AIM
Pick out every line in the records below that contains the string "spectator", and copy each of those lines.

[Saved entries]

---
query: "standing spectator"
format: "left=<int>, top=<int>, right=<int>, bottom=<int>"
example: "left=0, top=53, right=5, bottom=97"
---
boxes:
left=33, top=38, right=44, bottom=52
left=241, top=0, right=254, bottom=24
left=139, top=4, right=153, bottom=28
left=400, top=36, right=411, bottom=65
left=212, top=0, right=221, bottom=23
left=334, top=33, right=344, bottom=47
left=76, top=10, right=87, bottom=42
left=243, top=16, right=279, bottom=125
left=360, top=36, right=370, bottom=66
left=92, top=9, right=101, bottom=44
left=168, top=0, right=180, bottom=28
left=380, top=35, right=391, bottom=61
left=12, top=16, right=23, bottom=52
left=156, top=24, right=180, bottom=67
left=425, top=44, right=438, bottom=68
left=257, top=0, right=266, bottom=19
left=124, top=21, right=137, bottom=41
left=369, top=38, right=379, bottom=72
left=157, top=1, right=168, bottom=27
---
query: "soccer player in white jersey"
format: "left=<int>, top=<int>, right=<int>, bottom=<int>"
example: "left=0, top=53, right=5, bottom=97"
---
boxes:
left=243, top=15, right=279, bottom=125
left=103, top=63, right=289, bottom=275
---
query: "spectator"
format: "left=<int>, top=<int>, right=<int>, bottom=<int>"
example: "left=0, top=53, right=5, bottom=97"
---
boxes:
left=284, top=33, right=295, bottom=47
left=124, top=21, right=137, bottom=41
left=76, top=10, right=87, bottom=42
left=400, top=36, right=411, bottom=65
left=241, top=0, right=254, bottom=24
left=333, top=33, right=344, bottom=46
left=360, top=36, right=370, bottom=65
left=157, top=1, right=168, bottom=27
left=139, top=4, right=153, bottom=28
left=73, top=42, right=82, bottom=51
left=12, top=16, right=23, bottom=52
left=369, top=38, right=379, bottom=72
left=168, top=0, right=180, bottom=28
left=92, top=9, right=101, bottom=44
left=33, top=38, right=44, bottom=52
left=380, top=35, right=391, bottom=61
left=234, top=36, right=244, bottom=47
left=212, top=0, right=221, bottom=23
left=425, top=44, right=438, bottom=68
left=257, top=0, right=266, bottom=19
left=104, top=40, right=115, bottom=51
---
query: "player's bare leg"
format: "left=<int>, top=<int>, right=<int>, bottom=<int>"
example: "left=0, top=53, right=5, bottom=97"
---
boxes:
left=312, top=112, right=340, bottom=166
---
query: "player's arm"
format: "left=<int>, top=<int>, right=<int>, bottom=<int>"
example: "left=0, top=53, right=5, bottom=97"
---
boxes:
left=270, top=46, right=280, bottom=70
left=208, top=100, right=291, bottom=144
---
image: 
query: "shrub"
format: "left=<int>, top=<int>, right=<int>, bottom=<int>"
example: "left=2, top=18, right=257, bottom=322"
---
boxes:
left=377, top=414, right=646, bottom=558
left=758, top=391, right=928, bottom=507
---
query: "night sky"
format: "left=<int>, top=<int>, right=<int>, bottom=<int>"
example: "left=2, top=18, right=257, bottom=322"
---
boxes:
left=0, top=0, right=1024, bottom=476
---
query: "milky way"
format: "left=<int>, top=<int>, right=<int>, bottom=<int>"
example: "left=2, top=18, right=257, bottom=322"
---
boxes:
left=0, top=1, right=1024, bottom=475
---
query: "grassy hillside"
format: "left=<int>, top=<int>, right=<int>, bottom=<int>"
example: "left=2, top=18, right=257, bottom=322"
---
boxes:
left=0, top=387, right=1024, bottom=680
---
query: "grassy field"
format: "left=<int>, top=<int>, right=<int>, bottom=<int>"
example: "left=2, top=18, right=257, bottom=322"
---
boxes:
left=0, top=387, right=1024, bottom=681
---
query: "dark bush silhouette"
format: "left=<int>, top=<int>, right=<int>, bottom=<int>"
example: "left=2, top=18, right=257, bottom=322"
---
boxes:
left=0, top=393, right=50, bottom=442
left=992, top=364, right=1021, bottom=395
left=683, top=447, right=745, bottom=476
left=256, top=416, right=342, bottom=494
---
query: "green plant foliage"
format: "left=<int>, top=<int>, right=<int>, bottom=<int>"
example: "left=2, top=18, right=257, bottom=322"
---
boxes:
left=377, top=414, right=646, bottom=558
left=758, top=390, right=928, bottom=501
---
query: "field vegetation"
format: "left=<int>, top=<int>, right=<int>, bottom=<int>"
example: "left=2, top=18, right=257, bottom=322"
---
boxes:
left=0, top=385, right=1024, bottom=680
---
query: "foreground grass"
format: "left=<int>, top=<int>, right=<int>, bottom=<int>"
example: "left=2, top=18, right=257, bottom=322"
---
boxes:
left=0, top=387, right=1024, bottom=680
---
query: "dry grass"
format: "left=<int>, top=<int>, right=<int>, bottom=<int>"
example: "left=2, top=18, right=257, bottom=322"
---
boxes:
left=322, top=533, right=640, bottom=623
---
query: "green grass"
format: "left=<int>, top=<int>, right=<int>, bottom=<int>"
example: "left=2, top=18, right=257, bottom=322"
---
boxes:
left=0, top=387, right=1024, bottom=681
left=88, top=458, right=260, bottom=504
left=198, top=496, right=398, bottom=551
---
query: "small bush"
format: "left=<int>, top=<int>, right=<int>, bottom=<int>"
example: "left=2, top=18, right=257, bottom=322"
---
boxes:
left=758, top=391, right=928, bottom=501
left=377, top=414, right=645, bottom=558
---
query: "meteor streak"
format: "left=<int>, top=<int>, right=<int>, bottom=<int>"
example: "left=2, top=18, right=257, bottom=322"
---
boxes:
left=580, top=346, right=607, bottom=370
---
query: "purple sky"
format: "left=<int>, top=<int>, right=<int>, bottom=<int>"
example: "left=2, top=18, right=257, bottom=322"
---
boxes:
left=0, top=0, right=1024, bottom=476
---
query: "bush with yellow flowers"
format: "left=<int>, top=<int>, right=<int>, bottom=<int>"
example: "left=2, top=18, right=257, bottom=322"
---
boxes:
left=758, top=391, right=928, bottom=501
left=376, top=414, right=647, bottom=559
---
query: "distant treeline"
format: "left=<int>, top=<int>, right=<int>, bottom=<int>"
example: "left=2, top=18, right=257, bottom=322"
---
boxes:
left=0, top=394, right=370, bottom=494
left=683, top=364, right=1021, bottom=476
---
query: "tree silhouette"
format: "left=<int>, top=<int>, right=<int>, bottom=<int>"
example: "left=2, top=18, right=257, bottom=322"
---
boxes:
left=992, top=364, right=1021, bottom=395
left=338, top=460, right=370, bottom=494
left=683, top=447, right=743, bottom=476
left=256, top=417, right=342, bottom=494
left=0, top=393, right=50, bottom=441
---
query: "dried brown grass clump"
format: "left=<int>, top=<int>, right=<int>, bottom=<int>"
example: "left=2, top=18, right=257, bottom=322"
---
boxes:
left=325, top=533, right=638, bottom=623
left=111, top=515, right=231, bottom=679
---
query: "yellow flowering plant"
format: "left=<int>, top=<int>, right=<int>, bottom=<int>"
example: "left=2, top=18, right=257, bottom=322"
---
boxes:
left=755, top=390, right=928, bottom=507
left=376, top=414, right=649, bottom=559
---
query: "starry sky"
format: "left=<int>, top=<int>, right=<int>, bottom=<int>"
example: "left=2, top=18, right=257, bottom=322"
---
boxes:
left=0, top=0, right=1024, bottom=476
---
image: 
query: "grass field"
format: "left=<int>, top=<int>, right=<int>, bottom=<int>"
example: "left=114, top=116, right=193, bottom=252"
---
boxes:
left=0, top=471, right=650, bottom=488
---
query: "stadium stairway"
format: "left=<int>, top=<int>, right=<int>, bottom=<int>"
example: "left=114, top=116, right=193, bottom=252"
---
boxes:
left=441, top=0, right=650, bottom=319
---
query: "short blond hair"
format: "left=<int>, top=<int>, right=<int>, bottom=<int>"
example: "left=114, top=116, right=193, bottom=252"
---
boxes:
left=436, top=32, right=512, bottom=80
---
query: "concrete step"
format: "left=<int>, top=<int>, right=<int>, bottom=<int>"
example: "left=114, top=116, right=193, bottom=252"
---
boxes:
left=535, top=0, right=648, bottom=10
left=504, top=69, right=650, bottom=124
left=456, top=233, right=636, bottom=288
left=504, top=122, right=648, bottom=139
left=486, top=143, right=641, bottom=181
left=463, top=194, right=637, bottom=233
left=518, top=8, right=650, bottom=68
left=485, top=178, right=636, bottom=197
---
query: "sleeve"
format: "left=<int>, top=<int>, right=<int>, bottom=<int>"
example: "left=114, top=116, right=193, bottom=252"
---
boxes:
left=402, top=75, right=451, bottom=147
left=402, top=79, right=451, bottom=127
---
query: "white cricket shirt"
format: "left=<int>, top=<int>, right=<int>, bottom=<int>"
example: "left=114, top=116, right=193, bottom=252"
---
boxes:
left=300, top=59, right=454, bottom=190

CORRECT OUTPUT
query: "standing spectator"
query: "spectator"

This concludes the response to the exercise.